SELECTED TEXT:

In Australia, Keeps Gettin' Better: A Decade of Hits peaked at number eight on the ARIA Albums Chart on the issue date of November 23, 2008 and spent nine weeks on the chart. It was certified Platinum for sales of over 70,000 copies. In New Zealand, it peaked at number fifteen on the Official New Zealand Music Chart in November 2008 and was certified Gold in 2020. In Austria, the album debuted at number ten on the Austrian Albums Chart on the issue date of November 21, 2008 and remained on the chart for five weeks. The album also experienced moderate success in various European regions, including France (number seven), Ireland and Finland (number nine). In the United Kingdom, the greatest hits peaked at number ten and was certified 2x platinum for selling over 600,000 copies. The album reached number 15 on the Mexican chart, as reported by AMPROFON in November 2008. On Taiwanese Albums Chart, Keeps Gettin' Better: A Decade of Hits debuted at the top spot.

== Track listing ==

Standard edition (CD)
| No. | Title | Writer(s) | Producer(s) | Length |
|---|---|---|---|---|
| 1. | "Genie in a Bottle" (from Christina Aguilera, 1999) | Steve Kipner; David Frank; Pam Sheyne; | Frank; Kipner; | 3:36 |
| 2. | "What a Girl Wants" (video mix) (from Christina Aguilera, 1999) | Shelly Peiken; Guy Roche; | Roche | 3:35 |
| 3. | "I Turn to You" (album version) (from Christina Aguilera, 1999) | Diane Warren | Roche | 4:39 |
| 4. | "Come On Over Baby (All I Want Is You)" (radio version) (from Christina Aguilera, 1999) | Christina Aguilera; Johan Åberg; Pauli Reinikainen; Ron Fair; Roche; Raymond Cham; Chaka Blackmon; Eric Dawkins; Peiken; | ChakDaddy; Sol Survivor; E. Dawk; Fair; | 3:23 |
| 5. | "Dirrty" (featuring Redman) (from Stripped, 2002) | Aguilera; Dana Stinson; Balewa Muhammad; Reginald Noble; | Rockwilder; Aguilera; Muhammad^{[a]}; Cameron^{[a]}; | 4:45 |
| 6. | "Fighter" (from Stripped, 2002) | Aguilera; Scott Storch; | Storch; Aguilera^{[a]}; E. Dawk^{[a]}; | 4:05 |
| 7. | "Beautiful" (from Stripped, 2002) | Linda Perry | Perry | 3:59 |
| 8. | "Ain't No Other Man" (from Back to Basics, 2006) | Aguilera; Chris E. Martin; Kara DioGuardi; Charles Roane; Harold Beatty; | DJ Premier; Roane^{[b]}; Aguilera^{[c]}; Rob Lewis^{[a]}; | 3:48 |
| 9. | "Candyman" (single mix) (from Back to Basics, 2006) | Aguilera; Perry; | Perry | 3:14 |
| 10. | "Hurt" (from Back to Basics, 2006) | Aguilera; Perry; Mark Ronson; | Perry | 4:03 |
| 11. | "Genie 2.0" | Kipner; Frank; Sheyne; | Perry | 4:15 |
| 12. | "Keeps Gettin' Better" | Aguilera; Perry; | Perry | 3:04 |
| 13. | "Dynamite" | Aguilera; Perry; | Perry | 3:09 |
| 14. | "You Are What You Are (Beautiful)" | Perry | Perry | 4:44 |
| Total length: |  |  |  | 54:22 |

Deluxe edition (DVD)

TASKS TO COMPLETE:
1. Count the lines in the records below that contain the string "find". Give only the number.
2. Carry on the text about the album Keeps Gettin' Better: A Decade of Hits, starting right after its last line.

EXCERPTED RECORDS:
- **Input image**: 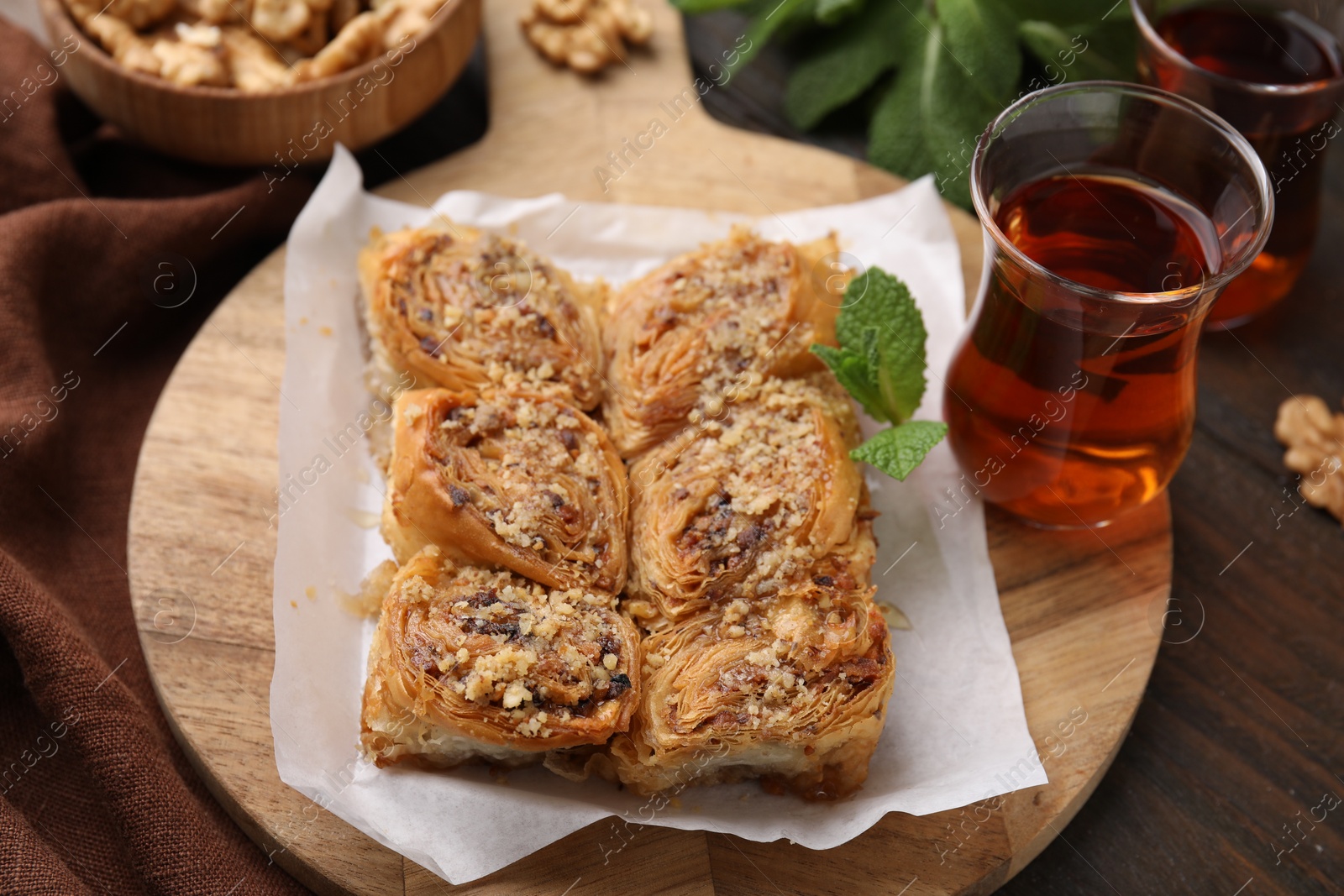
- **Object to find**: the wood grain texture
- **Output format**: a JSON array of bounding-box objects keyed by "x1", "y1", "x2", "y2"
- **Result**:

* * *

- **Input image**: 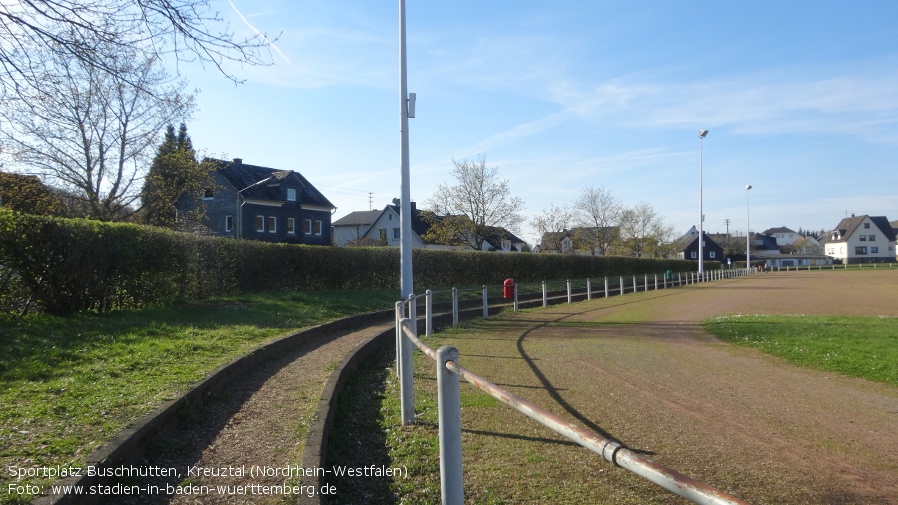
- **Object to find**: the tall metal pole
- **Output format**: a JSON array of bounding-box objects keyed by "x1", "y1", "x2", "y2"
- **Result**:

FINAL RESULTS:
1. 2

2.
| No. | Title | Director(s) | Length |
|---|---|---|---|
| 1. | "Genie in a Bottle" (music video) | Diane Martel | 3:37 |
| 2. | "What a Girl Wants" (music video) | Martel | 4:06 |
| 3. | "I Turn to You" (music video) | Rupert C. Almont | 4:04 |
| 4. | "Come on Over Baby (All I Want Is You)" (music video) | Paul Hunter | 3:52 |
| 5. | "Dirrty" (featuring Redman) (music video) | David LaChapelle | 4:49 |
| 6. | "Fighter" (music video) | Floria Sigismondi | 4:15 |
| 7. | "Beautiful" (music video) | Jonas Åkerlund | 4:07 |
| 8. | "Ain't No Other Man" (music video) | Bryan Barber | 4:53 |
| 9. | "Candyman" (music video) | Matthew Rolston; Aguilera; | 3:15 |
| 10. | "Hurt" (music video) | Sigismondi; Aguilera; | 4:04 |

===Notes===
- signifies a vocal producer.
- signifies a co-producer.
- signifies an additional producer.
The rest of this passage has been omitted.